Data to process START

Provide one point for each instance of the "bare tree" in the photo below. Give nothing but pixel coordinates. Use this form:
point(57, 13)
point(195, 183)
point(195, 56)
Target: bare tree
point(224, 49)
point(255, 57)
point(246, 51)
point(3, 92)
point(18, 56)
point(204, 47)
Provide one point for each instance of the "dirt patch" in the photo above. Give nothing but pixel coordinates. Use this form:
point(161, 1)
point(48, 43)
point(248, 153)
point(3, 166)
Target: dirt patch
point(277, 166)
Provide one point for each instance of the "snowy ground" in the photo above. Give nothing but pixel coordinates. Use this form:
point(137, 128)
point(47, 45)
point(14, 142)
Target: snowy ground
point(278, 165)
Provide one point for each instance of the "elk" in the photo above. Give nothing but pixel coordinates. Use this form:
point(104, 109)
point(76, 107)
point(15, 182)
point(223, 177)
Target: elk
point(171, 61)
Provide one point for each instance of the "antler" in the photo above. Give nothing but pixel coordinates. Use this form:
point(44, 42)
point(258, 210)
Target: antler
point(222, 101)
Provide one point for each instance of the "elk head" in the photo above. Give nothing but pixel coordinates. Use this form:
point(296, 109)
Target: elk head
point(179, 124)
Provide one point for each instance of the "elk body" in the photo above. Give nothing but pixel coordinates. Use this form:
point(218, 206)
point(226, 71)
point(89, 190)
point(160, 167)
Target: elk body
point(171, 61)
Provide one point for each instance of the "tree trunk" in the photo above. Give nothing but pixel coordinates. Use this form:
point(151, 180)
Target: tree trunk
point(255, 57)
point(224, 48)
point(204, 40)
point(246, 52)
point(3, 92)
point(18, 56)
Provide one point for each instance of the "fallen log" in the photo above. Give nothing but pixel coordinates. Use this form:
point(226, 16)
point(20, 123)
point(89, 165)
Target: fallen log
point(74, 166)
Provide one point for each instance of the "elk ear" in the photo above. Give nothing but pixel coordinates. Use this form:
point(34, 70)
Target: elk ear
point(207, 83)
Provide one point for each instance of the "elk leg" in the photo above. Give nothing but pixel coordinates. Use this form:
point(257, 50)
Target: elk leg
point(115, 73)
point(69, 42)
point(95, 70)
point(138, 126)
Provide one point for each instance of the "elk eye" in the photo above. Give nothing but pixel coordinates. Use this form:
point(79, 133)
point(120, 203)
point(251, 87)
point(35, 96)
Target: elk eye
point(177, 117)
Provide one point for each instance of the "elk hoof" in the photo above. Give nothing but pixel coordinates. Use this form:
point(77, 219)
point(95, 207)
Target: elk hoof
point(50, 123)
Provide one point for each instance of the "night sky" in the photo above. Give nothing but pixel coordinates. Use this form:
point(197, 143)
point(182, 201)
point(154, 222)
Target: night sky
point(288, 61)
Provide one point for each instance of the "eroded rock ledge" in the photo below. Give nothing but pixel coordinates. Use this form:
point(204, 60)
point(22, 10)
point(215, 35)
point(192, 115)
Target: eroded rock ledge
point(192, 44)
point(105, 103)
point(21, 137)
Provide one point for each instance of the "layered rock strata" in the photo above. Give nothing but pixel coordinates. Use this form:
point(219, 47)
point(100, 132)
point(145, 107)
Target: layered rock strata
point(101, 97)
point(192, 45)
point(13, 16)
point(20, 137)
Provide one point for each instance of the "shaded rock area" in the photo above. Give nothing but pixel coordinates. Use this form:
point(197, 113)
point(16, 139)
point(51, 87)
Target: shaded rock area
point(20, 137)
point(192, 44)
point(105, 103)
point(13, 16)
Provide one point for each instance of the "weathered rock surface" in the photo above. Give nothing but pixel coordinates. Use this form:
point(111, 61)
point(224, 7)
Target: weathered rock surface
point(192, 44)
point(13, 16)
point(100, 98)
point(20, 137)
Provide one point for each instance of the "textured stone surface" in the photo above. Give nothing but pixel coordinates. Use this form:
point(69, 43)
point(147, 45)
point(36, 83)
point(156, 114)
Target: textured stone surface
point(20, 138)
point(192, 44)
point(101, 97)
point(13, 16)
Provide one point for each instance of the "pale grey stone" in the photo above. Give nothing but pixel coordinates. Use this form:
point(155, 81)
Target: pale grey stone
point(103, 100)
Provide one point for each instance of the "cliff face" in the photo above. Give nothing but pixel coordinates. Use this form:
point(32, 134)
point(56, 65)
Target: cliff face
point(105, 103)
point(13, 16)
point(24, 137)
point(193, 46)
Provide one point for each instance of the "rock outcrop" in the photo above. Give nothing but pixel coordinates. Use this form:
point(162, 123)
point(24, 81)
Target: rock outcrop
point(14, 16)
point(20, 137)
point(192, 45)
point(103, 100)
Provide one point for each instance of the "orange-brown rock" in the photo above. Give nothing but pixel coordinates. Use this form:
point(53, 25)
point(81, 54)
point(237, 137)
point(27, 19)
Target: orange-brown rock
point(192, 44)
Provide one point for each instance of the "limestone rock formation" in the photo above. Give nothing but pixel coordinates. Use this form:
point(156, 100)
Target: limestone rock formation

Data to process END

◆ Exercise brief ◆
An exact copy of the data is needed.

◆ Written response ◆
Provide one point for each instance of the "bare tree" in the photo below. Give nothing but pixel coordinates. Use this form:
point(57, 13)
point(195, 183)
point(195, 56)
Target: bare tree
point(224, 49)
point(255, 57)
point(246, 51)
point(3, 92)
point(18, 56)
point(204, 47)
Provide one point for each instance of the "dirt patch" in the photo above. Give nothing but pixel coordinates. Use this form:
point(161, 1)
point(48, 43)
point(248, 153)
point(3, 166)
Target: dirt patch
point(277, 166)
Provide one point for each instance of the "snowy ground" in the photo above. Give nothing but pixel coordinates. Use this form:
point(137, 128)
point(47, 45)
point(14, 142)
Target: snowy ground
point(278, 165)
Provide one point for each instance of the "elk" in the photo above. Give nothing but pixel coordinates. Use this form:
point(104, 109)
point(76, 107)
point(15, 182)
point(223, 177)
Target: elk
point(171, 61)
Provide one point for each instance of the "antler" in the photo above. Give nothing but pixel coordinates. Use this form:
point(44, 42)
point(258, 210)
Target: antler
point(222, 101)
Provide one point for each instance of the "elk head" in the photo above. Give nothing but pixel coordinates. Use this form:
point(296, 109)
Target: elk head
point(179, 124)
Provide one point for each instance of the "elk body" in the photo above. Give nothing but pixel coordinates. Use this form:
point(218, 206)
point(226, 71)
point(89, 190)
point(160, 167)
Target: elk body
point(171, 61)
Provide one point for each instance of the "tree trunk" in the photo above. Give nothing but pixel coordinates. Use this form:
point(151, 180)
Target: tree trunk
point(255, 57)
point(224, 48)
point(204, 40)
point(246, 52)
point(3, 92)
point(18, 56)
Provide one point for each instance of the "fallen log" in the photo above. Give nothing but pixel coordinates. Use this form:
point(226, 16)
point(20, 123)
point(89, 165)
Target: fallen log
point(74, 166)
Provide one point for each instance of the "elk ear" in the photo above. Give nothing but pixel coordinates. Use this form:
point(34, 70)
Target: elk ear
point(207, 83)
Provide one point for each instance of the "elk leg" in the photo above. Give nothing but pixel coordinates. Use this form:
point(257, 50)
Target: elk leg
point(115, 73)
point(69, 42)
point(95, 70)
point(138, 126)
Provide one point for each instance of the "elk eye" in the photo above. Give nothing but pixel coordinates. Use this form:
point(79, 133)
point(120, 203)
point(251, 87)
point(35, 96)
Target: elk eye
point(177, 117)
Provide one point for each instance of the "elk hoof" in the photo above. Give nothing but pixel coordinates. Use this form:
point(77, 219)
point(95, 207)
Target: elk hoof
point(50, 123)
Provide one point for each instance of the "night sky" in the photo above. Give nothing but pixel coordinates. Use this form:
point(197, 143)
point(182, 201)
point(154, 222)
Target: night sky
point(288, 61)
Provide one point for each instance of the "eroded rock ledge" in the photo below. Give nothing but pixel coordinates. Use this form:
point(204, 60)
point(22, 10)
point(215, 35)
point(192, 115)
Target: eroded rock ledge
point(192, 44)
point(105, 103)
point(21, 137)
Provide one point for each instance of the "layered rock strata" in the photo above. Give nothing but pixel coordinates. Use this form:
point(219, 47)
point(100, 132)
point(145, 107)
Target: layered rock strata
point(101, 97)
point(192, 45)
point(13, 16)
point(20, 137)
Provide one point for each instance of the "shaded rock area" in the photo above. Give nothing but pixel coordinates. Use this form:
point(197, 113)
point(16, 139)
point(51, 87)
Target: shaded rock area
point(20, 137)
point(192, 44)
point(105, 103)
point(13, 16)
Provide one point for each instance of the "weathered rock surface" in the photo above. Give nothing but pixel coordinates. Use this form:
point(111, 61)
point(224, 7)
Target: weathered rock surface
point(192, 44)
point(13, 16)
point(100, 98)
point(20, 137)
Provide one point for each instance of the "textured stone surface" in the photo above. Give nothing but pixel coordinates. Use this form:
point(69, 43)
point(147, 45)
point(36, 83)
point(156, 114)
Target: textured stone surface
point(20, 138)
point(192, 44)
point(101, 97)
point(13, 16)
Provide one point for each instance of the "pale grey stone" in the photo above. Give nothing but pixel coordinates. Use this form:
point(155, 81)
Target: pale grey stone
point(103, 100)
Provide one point for each instance of the "cliff face" in the photo above. Give nothing but pixel coordinates. Use this form:
point(32, 134)
point(56, 65)
Target: cliff face
point(105, 103)
point(13, 16)
point(24, 137)
point(193, 46)
Provide one point for each instance of the "rock outcrop" in the photo above. Give nothing but pixel coordinates. Use this form:
point(162, 123)
point(24, 81)
Target: rock outcrop
point(14, 16)
point(20, 137)
point(192, 45)
point(103, 100)
Provide one point for each instance of the "orange-brown rock" in the photo above. Give nothing but pixel coordinates. Use this form:
point(53, 25)
point(81, 54)
point(237, 137)
point(27, 19)
Target: orange-brown rock
point(192, 44)
Provide one point for each instance of the "limestone rock formation" in the photo above. Give nothing but pixel coordinates. Use this form:
point(156, 100)
Target: limestone rock formation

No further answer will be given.